A major missing element, however, is that much of the clamor over recent immigrants has to do with women who are bringing their children across the border, rather than the unaccompanied minors. These two related, but still different parts of the immigration problem are constantly conflated in the news coverage, but they have very policy implications. Very few of these problems can be solved without money, and the news seems to be full of Republican Members of Congress saying that they aren't interested in spending money on immigrants. Instead, they seem disingenously just to want to blame the Obama Administration for what's happening.

Monday, July 7, 2014

The Future of Arab Society

The Arab world in the Middle East and North Africa is currently under tremendous stress, capturing the cover of this week's Economist with the headline "The tragedy of the Arabs." Much of the stress is due to the incredible increase in population size within predominantly Arab nations as a result of declining child mortality (imported from the West) coupled with birth rates that, even if lower than in the past, are still well above replacement level in almost all areas except smaller, more economically developed places such as Lebanon, Qatar, United Arab Emirates, and Bahrain.

Solutions to the region's problems go beyond politics. They lie buried in demography and culture that help to drive the politics. Fortunately, there is at least one group trying to understand these issues and hopefully do something about them. The Arab Council for the Social Sciences, based in Beirut, Lebanon, just announced a call for papers for a conference to be held in March 2015 on the topic of Questioning Social Inequality and Difference in the Arab Region.
In the Arab region, inequality between social groups and classes has risen markedly in the past two decades with increasing regional and sub-regional disparities within countries. These intersect with various other structural forms of difference including regional, ethnic, linguistic, religious, tribal and so on. Significantly, Tunisia, the country of an “economic miracle” according to the IMF and the World Bank, was the first country to initiate the wave of “Arab uprisings”, in no small part due to the “miracle” being focused on the capital and northern coastal cities, not the interior of Tunisia or the south.

_What you will do:_
1. Answer from the excerpt:
(a) What headline appeared on the cover of this week's Economist?
(b) In which city is the Arab Council for the Social Sciences based?
(c) Which country was the first to initiate the wave of "Arab uprisings"?
2. Output the part of the excerpt from "In the Arab region, inequality" up to and including "or the south.", with no changes.

_Given information:_
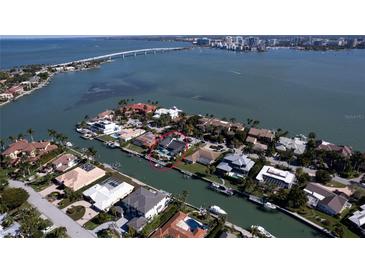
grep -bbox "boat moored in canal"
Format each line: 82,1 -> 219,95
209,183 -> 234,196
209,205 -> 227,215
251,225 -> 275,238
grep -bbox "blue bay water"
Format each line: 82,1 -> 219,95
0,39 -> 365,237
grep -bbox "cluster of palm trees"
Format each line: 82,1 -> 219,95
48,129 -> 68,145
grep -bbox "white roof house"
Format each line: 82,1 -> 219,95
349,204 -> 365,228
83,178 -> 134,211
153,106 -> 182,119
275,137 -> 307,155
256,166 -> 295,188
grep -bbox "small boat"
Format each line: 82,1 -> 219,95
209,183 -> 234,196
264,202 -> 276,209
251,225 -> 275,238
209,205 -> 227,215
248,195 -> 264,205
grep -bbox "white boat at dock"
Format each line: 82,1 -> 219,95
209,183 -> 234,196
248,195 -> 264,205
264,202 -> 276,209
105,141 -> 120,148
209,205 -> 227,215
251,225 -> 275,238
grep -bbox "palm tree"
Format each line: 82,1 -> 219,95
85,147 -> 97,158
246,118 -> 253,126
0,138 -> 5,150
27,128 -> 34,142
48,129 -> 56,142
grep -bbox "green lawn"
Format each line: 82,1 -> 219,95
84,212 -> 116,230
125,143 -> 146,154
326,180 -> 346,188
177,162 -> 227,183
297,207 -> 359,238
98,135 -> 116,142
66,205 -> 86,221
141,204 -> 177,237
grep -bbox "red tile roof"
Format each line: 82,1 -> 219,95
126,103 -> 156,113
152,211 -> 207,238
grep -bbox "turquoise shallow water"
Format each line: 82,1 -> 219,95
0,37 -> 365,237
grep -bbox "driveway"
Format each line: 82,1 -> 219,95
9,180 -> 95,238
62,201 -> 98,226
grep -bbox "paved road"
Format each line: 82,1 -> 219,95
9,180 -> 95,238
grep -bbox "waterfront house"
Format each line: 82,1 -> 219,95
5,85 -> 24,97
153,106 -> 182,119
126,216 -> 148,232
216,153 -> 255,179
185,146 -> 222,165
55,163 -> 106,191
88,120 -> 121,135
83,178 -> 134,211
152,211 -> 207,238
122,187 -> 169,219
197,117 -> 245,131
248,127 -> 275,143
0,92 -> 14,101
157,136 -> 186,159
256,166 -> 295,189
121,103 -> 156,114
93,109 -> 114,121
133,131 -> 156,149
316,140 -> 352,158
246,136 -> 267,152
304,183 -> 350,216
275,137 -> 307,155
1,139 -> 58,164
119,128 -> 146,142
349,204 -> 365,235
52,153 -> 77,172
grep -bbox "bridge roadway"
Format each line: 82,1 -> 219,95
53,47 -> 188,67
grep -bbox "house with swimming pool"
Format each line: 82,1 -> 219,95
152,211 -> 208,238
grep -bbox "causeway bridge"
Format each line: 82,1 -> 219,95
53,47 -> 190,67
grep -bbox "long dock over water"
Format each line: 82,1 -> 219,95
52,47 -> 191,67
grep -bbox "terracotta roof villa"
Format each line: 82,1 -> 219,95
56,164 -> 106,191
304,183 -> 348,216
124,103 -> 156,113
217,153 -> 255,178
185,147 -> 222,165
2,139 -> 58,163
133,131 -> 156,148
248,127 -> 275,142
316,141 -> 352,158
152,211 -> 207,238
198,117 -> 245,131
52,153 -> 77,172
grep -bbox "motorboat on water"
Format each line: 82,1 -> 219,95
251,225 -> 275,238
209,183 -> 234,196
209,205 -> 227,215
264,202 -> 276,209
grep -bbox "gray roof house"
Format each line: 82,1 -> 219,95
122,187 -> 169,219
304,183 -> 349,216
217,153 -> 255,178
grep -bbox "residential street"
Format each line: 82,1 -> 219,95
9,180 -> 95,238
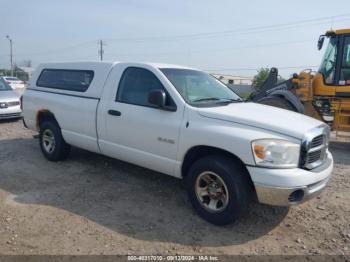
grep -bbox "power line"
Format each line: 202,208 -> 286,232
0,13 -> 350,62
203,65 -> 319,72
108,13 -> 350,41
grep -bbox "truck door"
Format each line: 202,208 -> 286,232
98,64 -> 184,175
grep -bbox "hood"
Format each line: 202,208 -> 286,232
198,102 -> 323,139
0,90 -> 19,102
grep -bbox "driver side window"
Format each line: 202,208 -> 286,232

_Responses per task:_
1.
(a) "The tragedy of the Arabs."
(b) Beirut, Lebanon.
(c) Tunisia.

2.
In the Arab region, inequality between social groups and classes has risen markedly in the past two decades with increasing regional and sub-regional disparities within countries. These intersect with various other structural forms of difference including regional, ethnic, linguistic, religious, tribal and so on. Significantly, Tunisia, the country of an “economic miracle” according to the IMF and the World Bank, was the first country to initiate the wave of “Arab uprisings”, in no small part due to the “miracle” being focused on the capital and northern coastal cities, not the interior of Tunisia or the south.